» **DATA RECORDS**
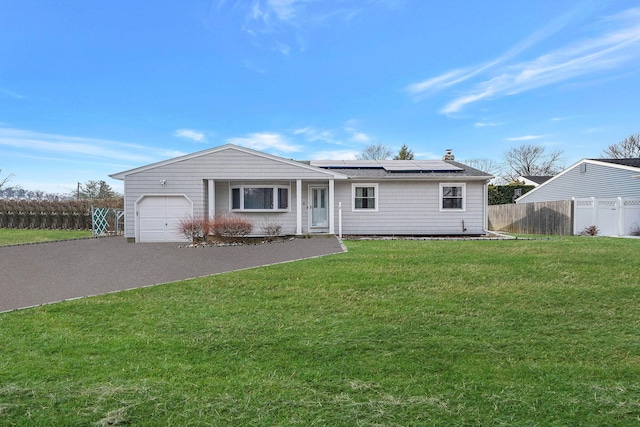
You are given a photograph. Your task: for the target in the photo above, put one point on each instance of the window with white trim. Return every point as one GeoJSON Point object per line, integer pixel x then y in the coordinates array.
{"type": "Point", "coordinates": [263, 198]}
{"type": "Point", "coordinates": [452, 197]}
{"type": "Point", "coordinates": [365, 197]}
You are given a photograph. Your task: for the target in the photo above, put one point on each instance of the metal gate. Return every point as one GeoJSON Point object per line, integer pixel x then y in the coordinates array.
{"type": "Point", "coordinates": [107, 221]}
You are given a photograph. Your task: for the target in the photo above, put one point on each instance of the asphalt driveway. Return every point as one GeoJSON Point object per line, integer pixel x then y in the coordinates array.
{"type": "Point", "coordinates": [42, 273]}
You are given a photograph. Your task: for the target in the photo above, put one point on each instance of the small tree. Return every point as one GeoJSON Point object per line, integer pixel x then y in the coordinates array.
{"type": "Point", "coordinates": [374, 152]}
{"type": "Point", "coordinates": [627, 148]}
{"type": "Point", "coordinates": [404, 154]}
{"type": "Point", "coordinates": [3, 181]}
{"type": "Point", "coordinates": [95, 190]}
{"type": "Point", "coordinates": [529, 159]}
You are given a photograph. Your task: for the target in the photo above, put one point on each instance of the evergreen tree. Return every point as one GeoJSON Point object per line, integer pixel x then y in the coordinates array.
{"type": "Point", "coordinates": [404, 153]}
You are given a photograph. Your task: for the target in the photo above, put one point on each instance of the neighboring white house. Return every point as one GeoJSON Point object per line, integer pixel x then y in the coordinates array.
{"type": "Point", "coordinates": [601, 178]}
{"type": "Point", "coordinates": [393, 197]}
{"type": "Point", "coordinates": [606, 194]}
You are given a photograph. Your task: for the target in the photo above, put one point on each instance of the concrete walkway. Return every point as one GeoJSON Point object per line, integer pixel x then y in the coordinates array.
{"type": "Point", "coordinates": [43, 273]}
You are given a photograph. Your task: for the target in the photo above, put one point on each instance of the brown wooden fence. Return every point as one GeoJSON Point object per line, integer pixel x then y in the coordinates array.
{"type": "Point", "coordinates": [533, 218]}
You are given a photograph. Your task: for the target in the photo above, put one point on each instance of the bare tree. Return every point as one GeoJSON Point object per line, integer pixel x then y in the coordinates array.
{"type": "Point", "coordinates": [485, 165]}
{"type": "Point", "coordinates": [94, 190]}
{"type": "Point", "coordinates": [4, 180]}
{"type": "Point", "coordinates": [627, 148]}
{"type": "Point", "coordinates": [531, 160]}
{"type": "Point", "coordinates": [374, 152]}
{"type": "Point", "coordinates": [404, 154]}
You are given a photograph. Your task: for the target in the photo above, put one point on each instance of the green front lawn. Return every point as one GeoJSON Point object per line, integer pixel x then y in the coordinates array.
{"type": "Point", "coordinates": [517, 333]}
{"type": "Point", "coordinates": [12, 236]}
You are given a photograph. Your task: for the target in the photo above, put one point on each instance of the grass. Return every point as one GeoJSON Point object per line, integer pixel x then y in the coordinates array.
{"type": "Point", "coordinates": [12, 236]}
{"type": "Point", "coordinates": [436, 333]}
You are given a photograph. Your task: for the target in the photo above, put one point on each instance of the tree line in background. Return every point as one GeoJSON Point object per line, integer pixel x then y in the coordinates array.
{"type": "Point", "coordinates": [90, 190]}
{"type": "Point", "coordinates": [523, 160]}
{"type": "Point", "coordinates": [20, 208]}
{"type": "Point", "coordinates": [52, 214]}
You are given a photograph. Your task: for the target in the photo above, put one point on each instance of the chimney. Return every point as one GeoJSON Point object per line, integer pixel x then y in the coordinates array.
{"type": "Point", "coordinates": [448, 155]}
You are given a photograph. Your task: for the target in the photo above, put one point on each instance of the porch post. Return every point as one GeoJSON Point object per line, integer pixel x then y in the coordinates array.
{"type": "Point", "coordinates": [298, 207]}
{"type": "Point", "coordinates": [211, 190]}
{"type": "Point", "coordinates": [331, 212]}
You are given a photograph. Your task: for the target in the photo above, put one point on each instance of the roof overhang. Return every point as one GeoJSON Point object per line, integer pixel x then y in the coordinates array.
{"type": "Point", "coordinates": [329, 173]}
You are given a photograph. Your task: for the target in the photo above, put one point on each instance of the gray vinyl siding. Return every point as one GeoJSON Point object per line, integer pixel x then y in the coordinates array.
{"type": "Point", "coordinates": [411, 208]}
{"type": "Point", "coordinates": [598, 181]}
{"type": "Point", "coordinates": [285, 219]}
{"type": "Point", "coordinates": [188, 178]}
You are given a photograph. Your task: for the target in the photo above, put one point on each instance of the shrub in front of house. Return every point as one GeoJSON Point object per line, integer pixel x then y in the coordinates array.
{"type": "Point", "coordinates": [195, 229]}
{"type": "Point", "coordinates": [271, 230]}
{"type": "Point", "coordinates": [231, 228]}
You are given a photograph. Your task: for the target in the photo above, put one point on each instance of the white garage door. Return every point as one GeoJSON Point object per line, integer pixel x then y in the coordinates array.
{"type": "Point", "coordinates": [160, 218]}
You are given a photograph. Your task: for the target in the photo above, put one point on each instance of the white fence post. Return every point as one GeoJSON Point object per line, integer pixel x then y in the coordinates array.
{"type": "Point", "coordinates": [340, 219]}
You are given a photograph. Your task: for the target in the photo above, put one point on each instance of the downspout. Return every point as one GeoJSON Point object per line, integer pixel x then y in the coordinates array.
{"type": "Point", "coordinates": [485, 207]}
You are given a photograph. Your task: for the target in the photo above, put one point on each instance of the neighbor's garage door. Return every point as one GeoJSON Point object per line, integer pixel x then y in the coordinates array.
{"type": "Point", "coordinates": [160, 217]}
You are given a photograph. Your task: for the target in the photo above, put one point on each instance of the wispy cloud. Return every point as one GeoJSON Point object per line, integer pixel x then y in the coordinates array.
{"type": "Point", "coordinates": [335, 155]}
{"type": "Point", "coordinates": [311, 134]}
{"type": "Point", "coordinates": [285, 25]}
{"type": "Point", "coordinates": [191, 134]}
{"type": "Point", "coordinates": [526, 138]}
{"type": "Point", "coordinates": [265, 141]}
{"type": "Point", "coordinates": [486, 124]}
{"type": "Point", "coordinates": [42, 144]}
{"type": "Point", "coordinates": [615, 46]}
{"type": "Point", "coordinates": [355, 134]}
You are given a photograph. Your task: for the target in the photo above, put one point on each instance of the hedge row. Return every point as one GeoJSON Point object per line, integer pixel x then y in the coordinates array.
{"type": "Point", "coordinates": [65, 214]}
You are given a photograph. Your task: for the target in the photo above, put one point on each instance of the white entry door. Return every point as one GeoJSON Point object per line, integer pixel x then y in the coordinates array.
{"type": "Point", "coordinates": [159, 218]}
{"type": "Point", "coordinates": [319, 202]}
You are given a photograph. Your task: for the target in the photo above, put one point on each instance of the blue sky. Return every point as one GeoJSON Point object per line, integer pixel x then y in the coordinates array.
{"type": "Point", "coordinates": [88, 89]}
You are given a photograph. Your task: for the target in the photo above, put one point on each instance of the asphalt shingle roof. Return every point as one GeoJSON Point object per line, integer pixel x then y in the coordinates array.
{"type": "Point", "coordinates": [367, 171]}
{"type": "Point", "coordinates": [633, 162]}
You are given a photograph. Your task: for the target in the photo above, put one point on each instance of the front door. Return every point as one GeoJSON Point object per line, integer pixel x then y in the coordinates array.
{"type": "Point", "coordinates": [319, 207]}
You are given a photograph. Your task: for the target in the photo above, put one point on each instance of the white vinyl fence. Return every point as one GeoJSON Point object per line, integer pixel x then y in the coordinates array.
{"type": "Point", "coordinates": [618, 216]}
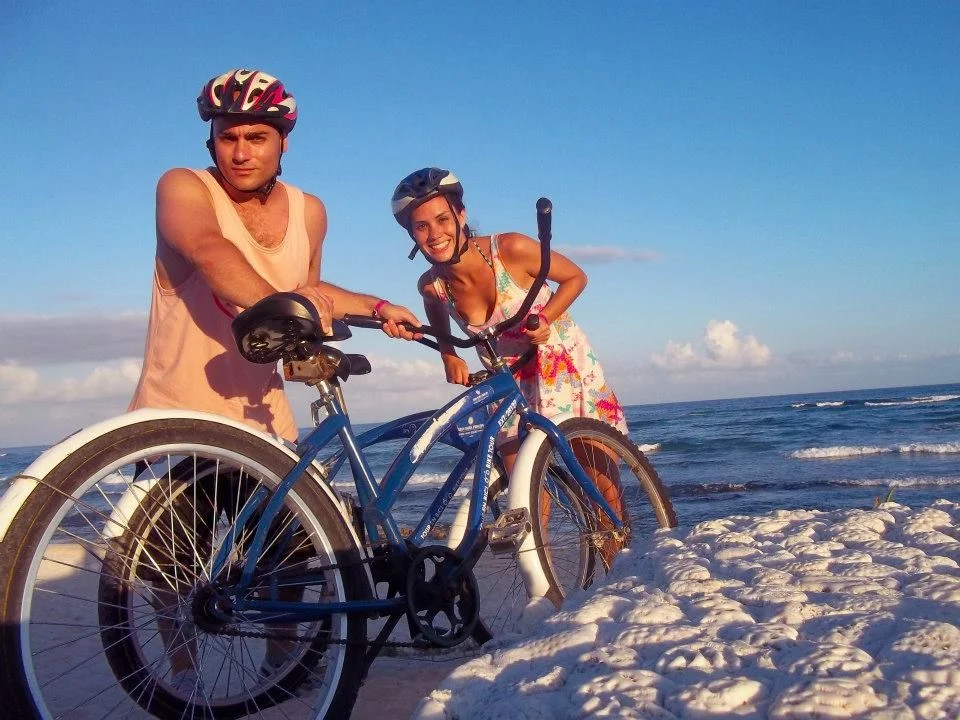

» **EXERCISE BRIEF**
Your copy should match the records word for word, with the pictures removed.

» **ANSWER SPACE**
You are given a photograph. Your task: for the target in the photo above, put one point on each instance of the window with white trim. Return every point as one GeoJSON Point object per line, integer pixel x then y in the coordinates array.
{"type": "Point", "coordinates": [263, 198]}
{"type": "Point", "coordinates": [452, 197]}
{"type": "Point", "coordinates": [365, 197]}
You are given a photograph. Your task: for the target in the photo above, put one point on each instance of the metal gate. Return every point as one GeoJSON Point object per line, integer pixel x then y in the coordinates array.
{"type": "Point", "coordinates": [107, 221]}
You are given a photograph. Your task: for the target in the photo above, put one point on each instance of the asphalt driveway. Return every point as one GeoJSON Point object per line, integer pixel x then y in the coordinates array.
{"type": "Point", "coordinates": [42, 273]}
You are given a photograph. Your task: for the target in the photo above, put one point on each instance of the small tree. Return every point as one GeoJSON Point object per line, integer pixel x then y in the coordinates array.
{"type": "Point", "coordinates": [374, 152]}
{"type": "Point", "coordinates": [627, 148]}
{"type": "Point", "coordinates": [404, 154]}
{"type": "Point", "coordinates": [3, 181]}
{"type": "Point", "coordinates": [95, 190]}
{"type": "Point", "coordinates": [529, 159]}
You are given a photograph. Your task: for the target in the photo above, put one point on each instance of the evergreen tree. Return every point as one GeoJSON Point object per line, integer pixel x then y in the coordinates array.
{"type": "Point", "coordinates": [404, 153]}
You are given a photograph. Your task: for the target in the photo above, put one point on each instance of the neighboring white house. Return every point as one GeoJSON Point object per line, integer pixel x then y in the coordinates array.
{"type": "Point", "coordinates": [601, 178]}
{"type": "Point", "coordinates": [393, 197]}
{"type": "Point", "coordinates": [606, 194]}
You are given a photograph. Your task: for the target in the photo above, put one point on each instance of the concrete walkway. Return every point as one GeoJSON Point object per line, integer pixel x then y in the coordinates array.
{"type": "Point", "coordinates": [43, 273]}
You are given a photograph. Your task: for the target in the photo above, put one point on each instance of the brown wooden fence. Return every point as one GeoJSON Point object per line, integer pixel x then y in the coordinates array.
{"type": "Point", "coordinates": [533, 218]}
You are given a photograph. Your task: for the target in the photo above, put one point on each instance of the bare tree. Return every point as one GeoJSON Point object per line, integer pixel x then y in the coordinates array.
{"type": "Point", "coordinates": [485, 165]}
{"type": "Point", "coordinates": [94, 190]}
{"type": "Point", "coordinates": [4, 180]}
{"type": "Point", "coordinates": [627, 148]}
{"type": "Point", "coordinates": [531, 160]}
{"type": "Point", "coordinates": [374, 152]}
{"type": "Point", "coordinates": [404, 154]}
You are given a photograph. Your task: for the target in the photo above, put one point on each instance of the green front lawn. Return every point as one GeoJSON Point object per line, integer pixel x then y in the coordinates array.
{"type": "Point", "coordinates": [517, 333]}
{"type": "Point", "coordinates": [12, 236]}
You are given a photograph. Your task: for the target in the photo above, put one point on each instance of the grass. Return every point as one GeoJSON Point object per line, integer pixel x then y in the coordinates array.
{"type": "Point", "coordinates": [12, 236]}
{"type": "Point", "coordinates": [436, 333]}
You are given a photograph. Your task: for the target in the photo above, put one point on each instance of the tree line in background. Return every point as one GeoJSON Point object per line, integer pixel x then y in the coordinates array.
{"type": "Point", "coordinates": [90, 190]}
{"type": "Point", "coordinates": [523, 160]}
{"type": "Point", "coordinates": [20, 208]}
{"type": "Point", "coordinates": [52, 214]}
You are given a photograph. Your task: for the target in the photo above, put one point on each instance of the chimney. Return every point as one GeoJSON Point object per line, integer pixel x then y in the coordinates array.
{"type": "Point", "coordinates": [448, 155]}
You are given a photograph. Your task: for the target in the photo above, put one point on each instance of the porch post. Return every point as one GeoJSON Point object per line, integer pixel x then y in the coordinates array.
{"type": "Point", "coordinates": [298, 207]}
{"type": "Point", "coordinates": [211, 190]}
{"type": "Point", "coordinates": [331, 212]}
You are given a photograph. Your task: for the target in the photo above, put one point on each instance of the roof overhang. Return every point as one GeoJSON Point object per line, integer pixel x then y in the coordinates array.
{"type": "Point", "coordinates": [329, 173]}
You are given a photograph. Your task: for the target in the photo above, put one point on each instance of the gray vinyl siding. Return every point as one GeoJSON Point object per line, integer pixel x then y in the coordinates array.
{"type": "Point", "coordinates": [411, 208]}
{"type": "Point", "coordinates": [598, 181]}
{"type": "Point", "coordinates": [285, 219]}
{"type": "Point", "coordinates": [188, 178]}
You are given a photograph. Your task: for the target in the photo above, put one point on each instance of the shrub in front of house. Return every point as one GeoJSON Point object per line, integer pixel x then y in the coordinates array.
{"type": "Point", "coordinates": [195, 229]}
{"type": "Point", "coordinates": [271, 230]}
{"type": "Point", "coordinates": [231, 228]}
You are given a photograph. Your task: for the target in the photo above, put one point on each instance of the white garage door. Return every point as one GeoJSON Point object per line, integer pixel x then y in the coordinates array.
{"type": "Point", "coordinates": [160, 218]}
You are given a photograph. Your task: for the target in the photo above, put one point on each instance of the white fence post. Return every point as one GeoJSON Point object per line, integer pixel x then y in the coordinates array.
{"type": "Point", "coordinates": [340, 219]}
You are given a photograph. Your task: for the target in the photo above, put one point on each instance of the downspout. Return every point as one GeoJSON Point object per line, integer pixel x then y in the coordinates array.
{"type": "Point", "coordinates": [485, 207]}
You are given a photograph. Your task: for the target in the photo above, put one point on each instance of the neighbor's garage door. Return every point as one GeoJSON Point object per line, integer pixel x then y in the coordinates array.
{"type": "Point", "coordinates": [160, 217]}
You are given a photograph. Your task: for the target in the photo above, put one point on each instance of the wispy cloud. Return every point as one GeoJSON Point object per line, integer pixel x then y in the coordinates array.
{"type": "Point", "coordinates": [335, 155]}
{"type": "Point", "coordinates": [311, 134]}
{"type": "Point", "coordinates": [285, 25]}
{"type": "Point", "coordinates": [191, 134]}
{"type": "Point", "coordinates": [526, 138]}
{"type": "Point", "coordinates": [265, 141]}
{"type": "Point", "coordinates": [486, 124]}
{"type": "Point", "coordinates": [42, 144]}
{"type": "Point", "coordinates": [615, 46]}
{"type": "Point", "coordinates": [355, 134]}
You are given a photograph. Your task: for the target in the photo above, put one point on each instance of the hedge row. Return every point as one GeoJSON Point object per line, integer pixel x then y in the coordinates array.
{"type": "Point", "coordinates": [65, 214]}
You are given a photograph. Your task: for the target in the photo above, put one point on each instance of the white entry door. Return every point as one GeoJSON Point object per line, integer pixel x then y in the coordinates array.
{"type": "Point", "coordinates": [159, 218]}
{"type": "Point", "coordinates": [319, 202]}
You are given a photograph. Your task: for the target in the photo above, put one point on each instance of the blue sky. Return every point as one GeoJSON Point object per line, integer pixel x then y in the coordinates array.
{"type": "Point", "coordinates": [88, 89]}
You are given a photograph. Your task: for the target in the photo above, put one point on each instance of the asphalt shingle roof. Return every point as one GeoJSON Point object per line, integer pixel x then y in the coordinates array.
{"type": "Point", "coordinates": [367, 171]}
{"type": "Point", "coordinates": [633, 162]}
You are given a photograph. Your task: for the target in the photo above, put one point on each instance of the front door. Return every point as one GeoJSON Point object per line, integer pixel x then y in the coordinates array.
{"type": "Point", "coordinates": [319, 207]}
You are given a photograph. Your task: for the target in the photo above, put one point on each instance of the white vinyl fence. Return every point as one GeoJSON Point object per line, integer pixel x then y in the coordinates array.
{"type": "Point", "coordinates": [618, 216]}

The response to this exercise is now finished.